Passage provided »
--- BEGIN ---

With an established reputation as an honest broker and investor in long-term strategic opportunities within South-east Asia, Brunei Darussalam has made a name for itself as a regional player. ASEAN itself has emerged as a major centre for activities in the upstream and downstream segments, with the Philippines, Myanmar, Malaysia and Thailand standing out as the most compelling cases.
Hopes of a path towards energy independence in the Philippines are gathering pace thanks to encouraging steps forward at the Malolos-1 onshore well in Cebu. Australian oil firm Gas2Grid said in July 2014 that it is in the process of applying to the Department of Energy (DoE) to increase production for a full appraisal of the field.
Early tests showed that the well is capable of producing 200 barrels per day (bpd) of crude, a level that couldn’t be maintained for short periods, according to the explorer. Thus far, estimates put total reserves at 20.4m barrels. But while the country’s offshore reserves are most often cited as the highest-potential energy reserves available, recent offshore developments have not been as promising. London-listed Dragon Oil confirmed in July 2014 that the Baragatan-1 offshore well in the Palawan basin, in which it has a 40% stake, was incapable of producing commercial hydrocarbons.
Previous testing at Malolos had shown that the field’s lower and upper oil-bearing sandstone areas were able to produce oil individually, but the well’s production rate was lower than hoped for. The company announced in June 2014 that measures to repair the pipeline had significantly improved the field’s sustained oil flow rate.
Although work on the field has been suspended while the company waits for final approval from the DoE, Dennis Morton, managing director at Gas2Grid, told local media in July 2014 that he expected the field to be able to produce at more commercial rates. “This is a resource well worth pursuing,” he said.
This is the first positive development since the DoE confirmed in January 2014 that Gas2Grid had found oil in the Malolos-1 fields. At the time, the firm estimated initial costs of the development to be between $500,000 and $1m. Despite efforts to develop renewable energy, the Philippines remains dependent on fossil fuels, with oil and mineral fuels accounting for 22% of imports between January and September 2013 and representing the third-largest category after raw materials and capital goods. Oil consumption increased 5.5% year-on-year to reach 298,000 bpd in 2013, according to BP’s “Statistical Review of World Energy 2014”. However, a lack of new production has led to decades of decline in annual domestic oil output, which stood at 8.57m barrels in 1979 but fell to less than 2m by 2012.
Exploring New Activities
The DoE reported that 1.44m barrels of oil were produced between January and September 2013, compared to 1.64m barrels for all of 2012, while five exploratory wells were drilled during 2013, including sites at Malampaya drilled by Shell Philippines Exploration and new wells at the Galoc offshore oilfield. Onshore developments included Malolos-1, as well as Duhat-2 in Onshore Leyte, which has been estimated to contain 88m barrels of oil – although safety concerns led Australia’s Otto Energy to abandon exploration in 2013.

--- END ---

Tasks and exercises »
**a.** In the passage on Philippine oil exploration, what stake does Dragon Oil hold in the Baragatan-1 offshore well?
**b.** Carry on writing the passage on Philippine oil exploration from the point where it ends.

Coordinate annotation records »
--- BEGIN ---

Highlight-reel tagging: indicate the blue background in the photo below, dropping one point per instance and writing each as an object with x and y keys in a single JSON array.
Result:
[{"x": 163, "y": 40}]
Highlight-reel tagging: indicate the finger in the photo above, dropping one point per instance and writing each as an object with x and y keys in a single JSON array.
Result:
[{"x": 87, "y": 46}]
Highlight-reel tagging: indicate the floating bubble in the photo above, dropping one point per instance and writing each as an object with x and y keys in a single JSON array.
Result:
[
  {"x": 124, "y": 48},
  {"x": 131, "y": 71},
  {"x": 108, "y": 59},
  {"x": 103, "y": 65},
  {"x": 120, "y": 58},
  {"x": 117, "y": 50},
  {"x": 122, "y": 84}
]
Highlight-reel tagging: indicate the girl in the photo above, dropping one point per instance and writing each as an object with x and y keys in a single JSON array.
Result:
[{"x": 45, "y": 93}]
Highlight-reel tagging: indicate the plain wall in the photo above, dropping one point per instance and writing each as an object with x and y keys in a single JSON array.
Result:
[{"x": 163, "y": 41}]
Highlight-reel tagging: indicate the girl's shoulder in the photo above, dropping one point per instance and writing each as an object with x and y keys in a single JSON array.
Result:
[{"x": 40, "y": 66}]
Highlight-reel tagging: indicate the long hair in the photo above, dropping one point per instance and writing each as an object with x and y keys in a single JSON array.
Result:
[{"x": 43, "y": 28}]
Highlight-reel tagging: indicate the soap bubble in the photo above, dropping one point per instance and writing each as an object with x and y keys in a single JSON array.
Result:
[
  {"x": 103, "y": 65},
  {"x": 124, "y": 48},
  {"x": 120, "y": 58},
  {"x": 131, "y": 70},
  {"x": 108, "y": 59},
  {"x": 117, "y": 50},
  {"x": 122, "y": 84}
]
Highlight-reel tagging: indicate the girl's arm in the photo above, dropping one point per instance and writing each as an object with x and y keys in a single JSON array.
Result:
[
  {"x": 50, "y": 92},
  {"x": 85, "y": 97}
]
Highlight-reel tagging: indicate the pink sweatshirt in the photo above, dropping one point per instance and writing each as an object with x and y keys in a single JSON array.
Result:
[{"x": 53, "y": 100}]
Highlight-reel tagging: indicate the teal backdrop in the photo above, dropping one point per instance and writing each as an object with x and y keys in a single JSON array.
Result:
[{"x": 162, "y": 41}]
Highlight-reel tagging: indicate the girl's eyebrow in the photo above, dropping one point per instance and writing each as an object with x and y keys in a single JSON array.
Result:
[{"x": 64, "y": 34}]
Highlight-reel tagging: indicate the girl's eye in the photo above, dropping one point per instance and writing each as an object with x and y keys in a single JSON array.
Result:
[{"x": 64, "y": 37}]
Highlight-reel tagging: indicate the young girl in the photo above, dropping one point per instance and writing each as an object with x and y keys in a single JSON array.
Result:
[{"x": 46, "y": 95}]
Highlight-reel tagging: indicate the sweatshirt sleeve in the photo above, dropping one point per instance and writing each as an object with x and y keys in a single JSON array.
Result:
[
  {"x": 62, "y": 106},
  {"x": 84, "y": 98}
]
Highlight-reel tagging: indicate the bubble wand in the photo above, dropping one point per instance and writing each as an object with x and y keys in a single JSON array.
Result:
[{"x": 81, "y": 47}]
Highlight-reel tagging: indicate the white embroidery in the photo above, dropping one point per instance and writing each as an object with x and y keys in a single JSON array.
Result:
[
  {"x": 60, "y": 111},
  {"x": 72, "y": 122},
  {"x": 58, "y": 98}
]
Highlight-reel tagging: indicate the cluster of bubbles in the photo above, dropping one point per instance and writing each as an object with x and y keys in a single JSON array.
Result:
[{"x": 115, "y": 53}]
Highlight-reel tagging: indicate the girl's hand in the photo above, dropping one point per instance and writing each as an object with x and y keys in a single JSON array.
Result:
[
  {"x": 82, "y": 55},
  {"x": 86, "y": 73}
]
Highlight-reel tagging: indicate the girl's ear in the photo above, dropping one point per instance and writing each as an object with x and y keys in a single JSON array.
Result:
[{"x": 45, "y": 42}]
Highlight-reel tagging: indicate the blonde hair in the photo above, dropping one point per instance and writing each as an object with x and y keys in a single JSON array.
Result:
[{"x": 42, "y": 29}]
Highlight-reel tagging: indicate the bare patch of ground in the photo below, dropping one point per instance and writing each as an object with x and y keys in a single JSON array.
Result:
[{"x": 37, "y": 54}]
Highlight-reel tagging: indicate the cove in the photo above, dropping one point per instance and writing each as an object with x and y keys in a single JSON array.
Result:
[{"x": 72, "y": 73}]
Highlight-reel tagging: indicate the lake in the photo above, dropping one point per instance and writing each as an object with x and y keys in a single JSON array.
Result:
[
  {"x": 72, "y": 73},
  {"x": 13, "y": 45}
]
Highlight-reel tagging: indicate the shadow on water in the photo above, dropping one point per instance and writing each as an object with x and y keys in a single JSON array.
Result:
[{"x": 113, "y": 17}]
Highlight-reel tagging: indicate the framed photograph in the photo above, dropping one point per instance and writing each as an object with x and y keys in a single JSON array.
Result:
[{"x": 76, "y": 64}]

--- END ---

In response »
**a.** A 40% stake.

**b.**
New exploration has been a major government priority list. The DoE reported in its “2013 Energy Sector Achievement Report” that the country’s 16 sedimentary basins have a combined potential of 4.77bn barrels of fuel oil equivalent, or 689.8m tonnes of oil and gas reserves. In May 2014 the government launched a tender for exploration rights in 11 oil and gas blocks, with the majority of the blocks located near the main island of Luzon while one lies in a disputed area of the South China Sea. The DoE estimates that the area 7 block, located near Palawan, holds a resource potential of about 165m barrels of crude and 3.5trn standard cu feet (scf) of natural gas.
The Galoc field, located off the north-east coast of Palawan, remains the most productive reserve, with Otto Energy reporting the field produced 1.8m barrels in 2013. Production has been supplemented over the years by output from the Nido, Matinloc and North Matinloc fields, while Nido Petroleum announced in March 2014 that its revised estimate of proved developed reserves in Galoc had increased by 1.57m barrels, to 11m barrels in total.
A wave of energy exploration and extraction projects are expected to be rolled out in Indonesia in 2015 with an increased focus on developing new offshore reserves. A recent report on the regional energy sector by international bank JP Morgan said prospects for the industry in Indonesia had improved following the recent presidential election. The bank added that it expected the approval process for new oil and gas developments to be accelerated now that the vote had taken place, with a brighter outlook forecast for 2015, especially in the increasingly important offshore segment.
Heightened offshore activity spells good news, coming at a time when existing fields are struggling to meet production targets and paving the way for Indonesia to develop its downstream operations. However, competition from other South-east Asian countries might drive up costs and delay projects.
Shift In Tempo
Increased activity within the sector was evident in August 2014, when Malaysian oil field services provider Bumi Armada said a consortium in which one of its wholly owned unit is involved had been awarded a contract to provide a floating production, storage and offloading vessel for Indonesia’s Madura BD Field. Under the terms of the contract, valued at $1.18bn, Bumi Armada will supply services for the offshore project for a 10-year term with options for extension.
Indonesia is not the only South-east Asian country looking to forge ahead with new offshore projects. The Asian market is forecast to see a 54% rise in expenditure for offshore oil and gas infrastructure over the next five years, according to a report by London-based analysis firm Infield Systems. Southeast Asia will continue to drive demand in the region, particularly Malaysia. Vietnam is also considering boosting extraction operations in its waters next year and beyond, which could see competition for rigs and services increase yet further.
Indonesia, however, will be hoping that rising demand will also drive up foreign investment in downstream operations. In August 2014 the JX Nippon Oil & Energy Corporation indicated that it was considering developing a refinery in Indonesia. Tsutomu Sugimori, the company’s president, said the expanding Indonesian market, combined with its limited refining capacity, presented significant investment opportunities. “Indonesia has many requirements such as a need to upgrade refineries, increase refining capacity and improve ageing facilities, and we are looking for an opportunity to enter,” Sugimori told Reuters.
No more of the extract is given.